### Tasks to perform:
1. Copy the passage from the posts on changing traditions, starting at "This is probably" and ending at "old and new.".
2. Carry on the posts on changing traditions from their final sentence.

### Text under study:
------------

Tag Archives: tradition

Back to (almost) normal

Tonight, at the Inquiry Hub grad, will be the first time in a few years where I’m going to be talking to a live audience larger than a classroom. This is just another example of things going back to normal… except in 2019, when I spoke it was to an audience of most of the students and parents from our school. This year we only invited the grads and their parents, not the whole community.

The reason for the bigger audience in 2019 is that our grad isn’t just a grad, it’s an annual celebration with awards and we used to invite everyone. But the school was smaller and in 2020 we were planning to move to a bigger venue before the pandemic cancelled the big event. For 2022, after 2 years of grads crossing the stage individually with just their family in the audience, we chose this year to host only the grads at this event and to stream the event live for everyone else.

This is probably something we’ll do from now on. Times change. Traditions change. What’s ‘normal’ changes. That’s the theme of my speech, that normal changes, and this could be a good thing. We don’t have to go back to what used to be pre-pandemic. We can change things up, make things better, blend old and new.

When my family moved to China it was a major culture shock. Things changed for us drastically, and we adapted. When we returned from China, that was a really stressful point in my marriage. My wife and I fell back into old habits, but we weren’t the same people anymore. It was a major adjustment and a lot of work to create a new connection and relationship that wasn’t just the version from two years previous.

This is an exciting time to be living in, we’ve just had a very foreign two year experience, and now we’ve got to decide what do we keep from the pre-pandemic experience, and what do we change, for the better, thanks to living through the pandemic experience?

What’s the new normal that’s better than the old normal?

Colonial noose

“New Zealand male lawmakers are no longer required to wear a necktie in parliament after the rule was dropped following a Maori MP’s protest, calling a tie a ‘colonial noose’.” (Reuters)

I’ve always hated neck ties. What kind of society are we in where we teach young boys that, to be formal, you must tie a noose around your neck and make sure it is nice and snug?

What a ridiculous fashion accessory.

I wore a tie almost every day for 2 years in China. As a principal there, it was an expectation. I wear one once every one to two months here, only when I am entering a meeting where I feel it is important to be formal, such as when I’m representing my district, or my schools in a formal way.

------------

### Data extract:

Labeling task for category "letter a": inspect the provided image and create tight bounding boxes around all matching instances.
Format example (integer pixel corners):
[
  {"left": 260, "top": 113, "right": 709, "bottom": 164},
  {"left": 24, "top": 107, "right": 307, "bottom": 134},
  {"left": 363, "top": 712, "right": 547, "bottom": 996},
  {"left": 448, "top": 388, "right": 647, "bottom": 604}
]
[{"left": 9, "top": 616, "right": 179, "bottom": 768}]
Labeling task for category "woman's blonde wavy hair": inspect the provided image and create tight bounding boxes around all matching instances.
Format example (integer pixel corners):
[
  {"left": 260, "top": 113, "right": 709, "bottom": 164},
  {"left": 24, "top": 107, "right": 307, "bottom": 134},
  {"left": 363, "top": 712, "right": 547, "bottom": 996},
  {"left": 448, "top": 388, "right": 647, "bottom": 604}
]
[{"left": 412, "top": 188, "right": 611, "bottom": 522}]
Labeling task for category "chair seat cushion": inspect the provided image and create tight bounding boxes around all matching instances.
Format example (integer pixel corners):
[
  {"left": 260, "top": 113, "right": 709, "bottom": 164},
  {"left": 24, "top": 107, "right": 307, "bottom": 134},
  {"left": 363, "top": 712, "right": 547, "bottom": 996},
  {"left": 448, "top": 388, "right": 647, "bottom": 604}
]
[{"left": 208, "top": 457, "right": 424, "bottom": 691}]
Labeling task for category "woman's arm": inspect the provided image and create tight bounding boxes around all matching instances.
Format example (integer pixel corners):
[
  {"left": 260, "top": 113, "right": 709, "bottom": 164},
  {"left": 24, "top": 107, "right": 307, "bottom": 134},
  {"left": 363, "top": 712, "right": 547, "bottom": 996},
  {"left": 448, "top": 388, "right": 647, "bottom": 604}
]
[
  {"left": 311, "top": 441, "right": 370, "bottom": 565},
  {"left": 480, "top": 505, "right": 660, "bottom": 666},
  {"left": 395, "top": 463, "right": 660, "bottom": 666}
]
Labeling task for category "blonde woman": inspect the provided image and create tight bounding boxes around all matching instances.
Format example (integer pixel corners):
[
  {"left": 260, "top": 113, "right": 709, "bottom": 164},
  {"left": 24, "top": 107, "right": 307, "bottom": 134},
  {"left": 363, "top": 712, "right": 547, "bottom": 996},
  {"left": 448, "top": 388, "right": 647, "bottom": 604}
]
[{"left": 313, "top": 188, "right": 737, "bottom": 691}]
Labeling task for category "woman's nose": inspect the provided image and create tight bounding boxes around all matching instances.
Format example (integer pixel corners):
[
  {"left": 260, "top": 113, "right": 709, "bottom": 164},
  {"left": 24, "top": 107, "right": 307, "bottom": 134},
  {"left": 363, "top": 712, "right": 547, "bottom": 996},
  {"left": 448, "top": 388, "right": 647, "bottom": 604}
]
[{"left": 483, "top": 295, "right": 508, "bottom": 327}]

------------

### Answers by item number:
1.
This is probably something we’ll do from now on. Times change. Traditions change. What’s ‘normal’ changes. That’s the theme of my speech, that normal changes, and this could be a good thing. We don’t have to go back to what used to be pre-pandemic. We can change things up, make things better, blend old and new.

2.
If I can avoid wearing a noose, I will. I know others that wear them all the time. I don’t judge them in any way, it’s fine if they want to, choose to, like to wear them. But I get no pleasure in wearing them myself. I don’t feel dressed up in them, I feel constricted. I feel like an animal in a choker collar.

The only time a tie should be worn is at a costume party when dressed up as someone from a time long past. Or maybe at a ball or Galla, like wearing a cummerbund with a tuxedo. Beyond that, I’d love to see the ‘colonial noise’ disappear from regular formal wear.

A 30 year tradition

It was either Christmas Eve 1989 or 1990 and I was home from universtiy for the holidays. My friend Ross and I had yet to do any Christmas shopping. We drove to a huge mall with a restaurant, ordered lunch and had a few beers, then started shopping. At first we shopped together, but that wasn’t working so we split up. This was the pre-cellphone era so we made plans to meet in an hour. At that point we talked a bit about our purchases, gave each other ideas, and planned a second meeting.

I don’t remember if we split up again or just stuck together after that, but we ended up back at the restaurant, ordered coffees, and then started being brutally honest with each other about how good (and bad) we thought our purchases were for our family members. This resulted in a return or two, and some more purchases, before eating again and heading home.

By 1993 I was living in Vancouver and the commute to Toronto was a bit too far to make Christmas Eve plans with Ross. I have spent a few Christmases ‘back home’ and sure enough we still kept the tradition going, but we’ve celebrated this day many more times at a distance. So, every Christmas Eve morning I get a call from Ross. Every Christmas Eve for 30 years. And hopefully for 30 more.